Natural language region descriptions:

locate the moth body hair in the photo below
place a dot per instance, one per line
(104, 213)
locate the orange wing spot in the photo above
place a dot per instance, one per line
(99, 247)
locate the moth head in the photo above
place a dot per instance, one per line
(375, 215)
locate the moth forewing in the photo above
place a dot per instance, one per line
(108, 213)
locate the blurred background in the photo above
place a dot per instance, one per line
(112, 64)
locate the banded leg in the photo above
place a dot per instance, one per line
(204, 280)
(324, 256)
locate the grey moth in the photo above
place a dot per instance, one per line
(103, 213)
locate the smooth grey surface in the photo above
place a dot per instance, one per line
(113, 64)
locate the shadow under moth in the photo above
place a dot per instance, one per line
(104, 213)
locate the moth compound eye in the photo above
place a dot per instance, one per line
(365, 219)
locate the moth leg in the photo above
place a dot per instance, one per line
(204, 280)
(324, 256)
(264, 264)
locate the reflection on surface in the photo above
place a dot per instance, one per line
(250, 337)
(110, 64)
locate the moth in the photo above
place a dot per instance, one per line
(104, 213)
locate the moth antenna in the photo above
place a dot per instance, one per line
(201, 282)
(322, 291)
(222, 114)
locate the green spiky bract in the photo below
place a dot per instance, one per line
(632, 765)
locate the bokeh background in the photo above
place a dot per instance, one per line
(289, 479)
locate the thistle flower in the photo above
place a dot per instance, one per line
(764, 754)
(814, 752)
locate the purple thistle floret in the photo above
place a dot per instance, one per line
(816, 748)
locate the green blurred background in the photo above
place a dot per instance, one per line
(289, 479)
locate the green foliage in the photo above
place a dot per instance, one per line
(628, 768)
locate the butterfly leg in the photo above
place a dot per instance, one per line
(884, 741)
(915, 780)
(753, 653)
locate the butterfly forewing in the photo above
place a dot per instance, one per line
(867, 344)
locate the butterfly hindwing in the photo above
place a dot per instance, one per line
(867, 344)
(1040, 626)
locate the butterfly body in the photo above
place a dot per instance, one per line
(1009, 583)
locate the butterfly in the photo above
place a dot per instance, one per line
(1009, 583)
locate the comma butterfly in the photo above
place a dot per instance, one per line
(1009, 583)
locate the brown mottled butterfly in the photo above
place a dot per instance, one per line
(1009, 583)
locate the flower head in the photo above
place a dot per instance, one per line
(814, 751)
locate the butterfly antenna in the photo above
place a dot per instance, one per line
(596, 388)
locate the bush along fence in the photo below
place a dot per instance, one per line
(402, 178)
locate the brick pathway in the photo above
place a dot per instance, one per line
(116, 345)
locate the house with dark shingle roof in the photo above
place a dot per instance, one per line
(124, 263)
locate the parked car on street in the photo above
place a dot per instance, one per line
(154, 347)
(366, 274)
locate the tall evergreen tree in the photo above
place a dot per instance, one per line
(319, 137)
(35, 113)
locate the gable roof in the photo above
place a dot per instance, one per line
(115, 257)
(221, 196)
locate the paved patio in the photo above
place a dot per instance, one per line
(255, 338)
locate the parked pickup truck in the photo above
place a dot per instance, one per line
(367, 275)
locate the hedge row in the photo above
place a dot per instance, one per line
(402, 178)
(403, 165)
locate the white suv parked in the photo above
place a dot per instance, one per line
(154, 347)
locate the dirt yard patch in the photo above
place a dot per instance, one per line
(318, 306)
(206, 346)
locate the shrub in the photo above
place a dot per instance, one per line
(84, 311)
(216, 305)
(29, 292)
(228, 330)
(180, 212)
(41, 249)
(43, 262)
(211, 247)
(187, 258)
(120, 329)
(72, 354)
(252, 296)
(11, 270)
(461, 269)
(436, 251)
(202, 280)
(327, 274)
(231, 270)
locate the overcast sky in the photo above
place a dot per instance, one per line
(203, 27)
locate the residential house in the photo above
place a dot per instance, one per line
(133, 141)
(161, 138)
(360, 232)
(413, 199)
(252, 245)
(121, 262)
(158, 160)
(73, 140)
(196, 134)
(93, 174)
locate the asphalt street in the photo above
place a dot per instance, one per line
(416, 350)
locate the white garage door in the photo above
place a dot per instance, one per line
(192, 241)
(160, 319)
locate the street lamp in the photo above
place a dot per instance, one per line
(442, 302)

• _TASK BRIEF_
All lines of the records above with the word "head" in them are to be copied.

• _TASK ANSWER_
locate the moth head in the photo above
locate the flower head in the photo above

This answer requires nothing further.